Data for this exercise:
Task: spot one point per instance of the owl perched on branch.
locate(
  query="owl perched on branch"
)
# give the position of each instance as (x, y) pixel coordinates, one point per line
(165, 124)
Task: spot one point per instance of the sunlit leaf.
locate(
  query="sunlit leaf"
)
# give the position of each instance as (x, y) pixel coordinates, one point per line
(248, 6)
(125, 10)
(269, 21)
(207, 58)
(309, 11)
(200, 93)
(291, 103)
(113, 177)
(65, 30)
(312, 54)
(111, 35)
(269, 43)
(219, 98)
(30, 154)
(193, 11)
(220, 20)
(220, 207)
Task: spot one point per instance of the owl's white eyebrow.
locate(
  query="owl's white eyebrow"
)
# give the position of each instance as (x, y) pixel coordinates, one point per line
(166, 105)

To do: Wherever a line holds the word "Task", copy that line out of the entries above.

Result for this exercise:
Task: spot one point per instance of the owl perched on branch.
Task: spot one point per instance of the sunlit leaf.
Task: spot one point per instance of the owl's white eyebrow.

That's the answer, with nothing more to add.